## BEGIN EXTRACTED RECORDS

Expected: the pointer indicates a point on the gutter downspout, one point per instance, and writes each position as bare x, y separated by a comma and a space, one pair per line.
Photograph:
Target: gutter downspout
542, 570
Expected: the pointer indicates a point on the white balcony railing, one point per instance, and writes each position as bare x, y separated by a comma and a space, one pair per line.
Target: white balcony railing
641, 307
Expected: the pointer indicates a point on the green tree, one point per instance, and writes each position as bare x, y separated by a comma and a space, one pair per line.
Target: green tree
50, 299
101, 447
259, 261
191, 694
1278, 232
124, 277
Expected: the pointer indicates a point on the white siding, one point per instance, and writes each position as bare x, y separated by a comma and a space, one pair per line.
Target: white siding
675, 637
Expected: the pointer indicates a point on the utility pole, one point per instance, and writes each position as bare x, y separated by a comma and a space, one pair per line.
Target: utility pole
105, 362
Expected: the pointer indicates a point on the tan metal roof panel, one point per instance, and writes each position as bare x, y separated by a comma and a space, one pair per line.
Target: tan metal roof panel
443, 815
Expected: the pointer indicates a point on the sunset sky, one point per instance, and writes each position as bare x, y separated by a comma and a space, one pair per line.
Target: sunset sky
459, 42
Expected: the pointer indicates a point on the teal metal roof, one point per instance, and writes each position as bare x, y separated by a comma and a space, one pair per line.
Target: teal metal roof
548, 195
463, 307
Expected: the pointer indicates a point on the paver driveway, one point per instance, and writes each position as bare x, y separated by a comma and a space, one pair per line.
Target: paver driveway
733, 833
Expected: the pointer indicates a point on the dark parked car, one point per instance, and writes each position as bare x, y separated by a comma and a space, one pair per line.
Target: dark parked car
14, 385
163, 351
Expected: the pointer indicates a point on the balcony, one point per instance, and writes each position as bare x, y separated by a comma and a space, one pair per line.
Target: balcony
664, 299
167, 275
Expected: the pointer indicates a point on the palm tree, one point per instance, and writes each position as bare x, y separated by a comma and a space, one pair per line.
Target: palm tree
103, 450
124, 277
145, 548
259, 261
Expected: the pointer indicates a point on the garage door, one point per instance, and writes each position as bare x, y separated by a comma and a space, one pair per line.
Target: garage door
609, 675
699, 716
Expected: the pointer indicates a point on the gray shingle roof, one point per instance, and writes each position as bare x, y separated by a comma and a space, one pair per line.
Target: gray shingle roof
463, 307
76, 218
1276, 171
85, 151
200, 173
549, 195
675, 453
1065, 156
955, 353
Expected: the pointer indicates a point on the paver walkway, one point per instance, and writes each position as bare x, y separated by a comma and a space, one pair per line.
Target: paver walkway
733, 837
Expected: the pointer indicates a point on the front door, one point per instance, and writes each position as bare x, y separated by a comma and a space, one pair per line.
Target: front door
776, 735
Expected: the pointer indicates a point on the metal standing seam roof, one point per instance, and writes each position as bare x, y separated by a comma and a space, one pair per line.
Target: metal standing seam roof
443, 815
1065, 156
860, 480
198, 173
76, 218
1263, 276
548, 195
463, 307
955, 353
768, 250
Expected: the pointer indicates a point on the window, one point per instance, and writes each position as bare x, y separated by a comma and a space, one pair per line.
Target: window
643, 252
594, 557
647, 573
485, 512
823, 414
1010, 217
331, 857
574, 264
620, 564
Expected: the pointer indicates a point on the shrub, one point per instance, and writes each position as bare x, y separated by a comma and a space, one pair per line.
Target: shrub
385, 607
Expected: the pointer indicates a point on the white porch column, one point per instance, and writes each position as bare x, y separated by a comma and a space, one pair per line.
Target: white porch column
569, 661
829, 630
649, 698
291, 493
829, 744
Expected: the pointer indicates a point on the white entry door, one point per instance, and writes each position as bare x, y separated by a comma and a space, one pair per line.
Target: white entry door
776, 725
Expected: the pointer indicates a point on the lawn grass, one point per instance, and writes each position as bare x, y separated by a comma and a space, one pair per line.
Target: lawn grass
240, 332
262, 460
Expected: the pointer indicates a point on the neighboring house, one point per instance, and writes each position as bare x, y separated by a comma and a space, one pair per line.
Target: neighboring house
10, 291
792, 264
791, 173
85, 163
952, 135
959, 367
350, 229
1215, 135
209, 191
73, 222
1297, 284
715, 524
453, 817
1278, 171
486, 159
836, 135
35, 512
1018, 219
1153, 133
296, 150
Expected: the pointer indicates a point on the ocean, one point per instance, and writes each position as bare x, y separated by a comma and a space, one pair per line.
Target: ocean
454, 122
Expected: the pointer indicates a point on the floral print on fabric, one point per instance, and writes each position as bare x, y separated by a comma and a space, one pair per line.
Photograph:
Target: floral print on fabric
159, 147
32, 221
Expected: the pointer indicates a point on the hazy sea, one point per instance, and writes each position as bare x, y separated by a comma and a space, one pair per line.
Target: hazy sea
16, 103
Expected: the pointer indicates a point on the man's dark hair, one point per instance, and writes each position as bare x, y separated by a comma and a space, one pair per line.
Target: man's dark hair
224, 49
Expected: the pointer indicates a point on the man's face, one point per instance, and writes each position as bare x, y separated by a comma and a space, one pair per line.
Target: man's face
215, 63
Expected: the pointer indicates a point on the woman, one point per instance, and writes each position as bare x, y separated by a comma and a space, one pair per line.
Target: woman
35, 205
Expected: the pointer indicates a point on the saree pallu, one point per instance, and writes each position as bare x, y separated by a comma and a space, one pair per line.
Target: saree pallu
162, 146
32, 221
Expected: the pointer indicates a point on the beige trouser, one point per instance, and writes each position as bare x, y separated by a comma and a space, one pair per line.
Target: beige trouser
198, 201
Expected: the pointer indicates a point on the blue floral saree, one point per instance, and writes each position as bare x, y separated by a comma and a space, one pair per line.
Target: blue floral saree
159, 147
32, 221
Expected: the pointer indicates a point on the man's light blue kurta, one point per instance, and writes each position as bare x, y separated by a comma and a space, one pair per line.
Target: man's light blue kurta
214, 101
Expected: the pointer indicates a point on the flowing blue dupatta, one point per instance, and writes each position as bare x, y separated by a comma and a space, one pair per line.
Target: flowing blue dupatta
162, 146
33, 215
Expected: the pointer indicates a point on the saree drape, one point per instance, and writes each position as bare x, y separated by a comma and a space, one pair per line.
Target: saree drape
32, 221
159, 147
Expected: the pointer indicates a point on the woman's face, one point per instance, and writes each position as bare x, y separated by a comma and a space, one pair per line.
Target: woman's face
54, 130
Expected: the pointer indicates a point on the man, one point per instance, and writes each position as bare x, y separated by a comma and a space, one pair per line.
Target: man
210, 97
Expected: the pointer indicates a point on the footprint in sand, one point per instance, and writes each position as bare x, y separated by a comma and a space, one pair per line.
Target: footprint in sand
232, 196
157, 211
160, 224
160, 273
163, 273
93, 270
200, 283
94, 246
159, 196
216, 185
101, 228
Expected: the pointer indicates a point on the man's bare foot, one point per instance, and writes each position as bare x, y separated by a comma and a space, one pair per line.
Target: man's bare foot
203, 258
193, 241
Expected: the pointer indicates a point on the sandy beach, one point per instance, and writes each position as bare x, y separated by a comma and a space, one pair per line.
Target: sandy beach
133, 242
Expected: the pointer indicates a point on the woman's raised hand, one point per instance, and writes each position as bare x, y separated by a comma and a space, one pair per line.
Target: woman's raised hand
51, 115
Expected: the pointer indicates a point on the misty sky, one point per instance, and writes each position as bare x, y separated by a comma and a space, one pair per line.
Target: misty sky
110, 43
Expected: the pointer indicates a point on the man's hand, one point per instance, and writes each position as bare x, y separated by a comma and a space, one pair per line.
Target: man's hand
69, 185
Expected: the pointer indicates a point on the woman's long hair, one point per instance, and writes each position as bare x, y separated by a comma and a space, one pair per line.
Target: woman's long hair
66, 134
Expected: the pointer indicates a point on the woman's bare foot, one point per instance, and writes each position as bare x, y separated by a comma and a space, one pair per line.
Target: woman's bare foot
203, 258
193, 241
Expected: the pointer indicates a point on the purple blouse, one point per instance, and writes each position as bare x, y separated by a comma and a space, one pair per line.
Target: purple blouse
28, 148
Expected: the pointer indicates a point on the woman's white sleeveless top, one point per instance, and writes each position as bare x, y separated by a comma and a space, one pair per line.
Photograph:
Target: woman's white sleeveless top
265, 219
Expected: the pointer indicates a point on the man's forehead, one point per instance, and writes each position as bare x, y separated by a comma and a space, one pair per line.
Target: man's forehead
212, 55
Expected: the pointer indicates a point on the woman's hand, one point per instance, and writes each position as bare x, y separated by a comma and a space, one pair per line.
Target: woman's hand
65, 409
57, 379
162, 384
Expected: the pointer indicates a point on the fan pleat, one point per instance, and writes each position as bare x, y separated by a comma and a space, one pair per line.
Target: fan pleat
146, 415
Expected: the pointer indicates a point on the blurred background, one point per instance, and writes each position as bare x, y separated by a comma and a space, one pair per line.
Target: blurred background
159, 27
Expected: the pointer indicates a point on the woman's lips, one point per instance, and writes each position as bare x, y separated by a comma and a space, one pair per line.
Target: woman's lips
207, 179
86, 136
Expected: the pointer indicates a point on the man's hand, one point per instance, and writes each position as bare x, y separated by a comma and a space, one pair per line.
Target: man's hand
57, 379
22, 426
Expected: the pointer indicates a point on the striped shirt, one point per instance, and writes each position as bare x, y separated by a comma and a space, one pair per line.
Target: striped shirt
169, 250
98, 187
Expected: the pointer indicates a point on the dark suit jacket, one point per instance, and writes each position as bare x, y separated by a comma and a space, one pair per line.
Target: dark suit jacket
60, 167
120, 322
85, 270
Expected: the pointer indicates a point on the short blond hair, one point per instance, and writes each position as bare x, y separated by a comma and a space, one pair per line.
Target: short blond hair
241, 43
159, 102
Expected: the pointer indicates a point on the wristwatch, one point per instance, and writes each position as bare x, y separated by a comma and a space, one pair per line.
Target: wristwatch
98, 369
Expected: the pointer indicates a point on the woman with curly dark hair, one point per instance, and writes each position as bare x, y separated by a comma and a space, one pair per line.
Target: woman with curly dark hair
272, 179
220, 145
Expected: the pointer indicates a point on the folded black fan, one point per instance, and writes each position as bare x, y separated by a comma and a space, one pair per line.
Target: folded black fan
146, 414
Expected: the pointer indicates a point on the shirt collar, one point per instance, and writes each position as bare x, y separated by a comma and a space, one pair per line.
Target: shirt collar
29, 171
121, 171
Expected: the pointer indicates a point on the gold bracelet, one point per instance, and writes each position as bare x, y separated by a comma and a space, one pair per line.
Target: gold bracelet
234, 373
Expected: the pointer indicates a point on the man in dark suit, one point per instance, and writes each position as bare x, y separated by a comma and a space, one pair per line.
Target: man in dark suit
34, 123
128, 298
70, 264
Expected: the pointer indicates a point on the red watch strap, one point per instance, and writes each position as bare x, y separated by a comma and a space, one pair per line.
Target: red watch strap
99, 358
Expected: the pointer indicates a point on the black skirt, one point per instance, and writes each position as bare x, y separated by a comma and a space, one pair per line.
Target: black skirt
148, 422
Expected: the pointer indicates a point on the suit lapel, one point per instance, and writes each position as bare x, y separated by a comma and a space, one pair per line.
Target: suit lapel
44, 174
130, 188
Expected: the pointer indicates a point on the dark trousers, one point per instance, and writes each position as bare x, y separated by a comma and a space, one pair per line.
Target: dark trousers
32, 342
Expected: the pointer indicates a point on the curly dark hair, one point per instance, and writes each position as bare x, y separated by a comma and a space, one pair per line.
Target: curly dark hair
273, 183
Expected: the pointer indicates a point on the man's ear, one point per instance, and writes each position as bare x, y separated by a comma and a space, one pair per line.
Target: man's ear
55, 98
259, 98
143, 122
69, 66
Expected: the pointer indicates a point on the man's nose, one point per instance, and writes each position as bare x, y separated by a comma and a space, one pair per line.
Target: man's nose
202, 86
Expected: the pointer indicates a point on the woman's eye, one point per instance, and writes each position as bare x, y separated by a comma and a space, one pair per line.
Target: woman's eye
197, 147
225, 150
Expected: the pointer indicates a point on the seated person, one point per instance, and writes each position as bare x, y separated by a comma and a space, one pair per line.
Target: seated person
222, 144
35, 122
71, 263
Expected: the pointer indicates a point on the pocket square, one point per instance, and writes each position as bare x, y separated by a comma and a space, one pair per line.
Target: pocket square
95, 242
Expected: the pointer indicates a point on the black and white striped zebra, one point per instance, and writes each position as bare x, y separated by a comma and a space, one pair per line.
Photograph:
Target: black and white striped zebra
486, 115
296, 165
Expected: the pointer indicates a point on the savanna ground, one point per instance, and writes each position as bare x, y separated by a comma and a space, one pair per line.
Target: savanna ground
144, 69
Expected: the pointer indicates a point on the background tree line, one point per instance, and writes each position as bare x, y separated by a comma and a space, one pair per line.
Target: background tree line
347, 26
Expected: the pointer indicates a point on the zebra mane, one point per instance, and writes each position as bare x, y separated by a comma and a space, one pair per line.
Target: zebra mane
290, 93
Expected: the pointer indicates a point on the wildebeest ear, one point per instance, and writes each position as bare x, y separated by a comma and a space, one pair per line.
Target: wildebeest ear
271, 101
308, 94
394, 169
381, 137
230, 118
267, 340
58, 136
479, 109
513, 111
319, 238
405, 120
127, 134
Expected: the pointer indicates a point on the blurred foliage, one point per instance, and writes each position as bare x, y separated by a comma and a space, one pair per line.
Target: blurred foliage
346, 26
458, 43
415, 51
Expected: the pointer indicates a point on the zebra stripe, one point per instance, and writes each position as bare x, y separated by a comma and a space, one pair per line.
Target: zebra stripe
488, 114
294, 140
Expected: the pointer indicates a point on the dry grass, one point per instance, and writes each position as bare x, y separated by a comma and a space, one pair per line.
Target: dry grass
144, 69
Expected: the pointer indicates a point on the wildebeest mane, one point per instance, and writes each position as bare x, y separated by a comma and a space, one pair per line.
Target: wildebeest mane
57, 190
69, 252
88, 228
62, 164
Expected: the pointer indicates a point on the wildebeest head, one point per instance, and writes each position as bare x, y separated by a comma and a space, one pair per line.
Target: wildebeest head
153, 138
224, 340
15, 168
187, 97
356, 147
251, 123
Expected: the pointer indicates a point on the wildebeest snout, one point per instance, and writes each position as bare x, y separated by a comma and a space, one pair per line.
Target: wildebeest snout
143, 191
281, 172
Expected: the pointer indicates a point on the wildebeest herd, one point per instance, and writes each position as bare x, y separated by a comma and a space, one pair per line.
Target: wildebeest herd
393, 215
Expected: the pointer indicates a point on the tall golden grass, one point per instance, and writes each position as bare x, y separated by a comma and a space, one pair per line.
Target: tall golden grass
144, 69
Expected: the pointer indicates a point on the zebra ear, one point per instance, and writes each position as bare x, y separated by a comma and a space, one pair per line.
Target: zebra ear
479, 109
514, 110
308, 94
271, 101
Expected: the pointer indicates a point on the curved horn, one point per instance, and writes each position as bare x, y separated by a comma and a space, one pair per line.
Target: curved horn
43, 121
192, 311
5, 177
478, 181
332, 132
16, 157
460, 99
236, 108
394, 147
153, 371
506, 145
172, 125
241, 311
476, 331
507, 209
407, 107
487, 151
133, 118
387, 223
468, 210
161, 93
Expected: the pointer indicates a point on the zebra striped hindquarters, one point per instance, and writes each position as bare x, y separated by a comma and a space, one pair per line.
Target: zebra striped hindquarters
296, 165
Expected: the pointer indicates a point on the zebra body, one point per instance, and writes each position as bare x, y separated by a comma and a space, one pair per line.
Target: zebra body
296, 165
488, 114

## END EXTRACTED RECORDS

- WHAT IS EXPECTED:
Quote, without any change, each line from the one that contains "Expected: the pointer indicates a point on the curved" through the end of the material.

- OUTPUT OF THE TASK:
Expected: the pointer indicates a point on the curved horn, one point per instance, and writes each position as bare x, y separated by a comma and a space, one pair per line.
Target: curved horn
43, 121
192, 311
5, 177
478, 181
332, 132
16, 157
460, 99
236, 108
394, 147
153, 371
506, 145
172, 125
241, 311
476, 331
507, 209
407, 107
487, 151
133, 118
387, 223
468, 210
161, 93
Expected: the pointer indicates a point on the zebra striped hindquarters, one point per instance, and writes each position as bare x, y separated by a comma and a space, one pair per line.
Target: zebra striped hindquarters
296, 165
Expected: the pointer indicates a point on the zebra body, one point per instance, and writes each position as bare x, y separated by a comma and a space, one pair per line.
Target: zebra body
296, 165
488, 114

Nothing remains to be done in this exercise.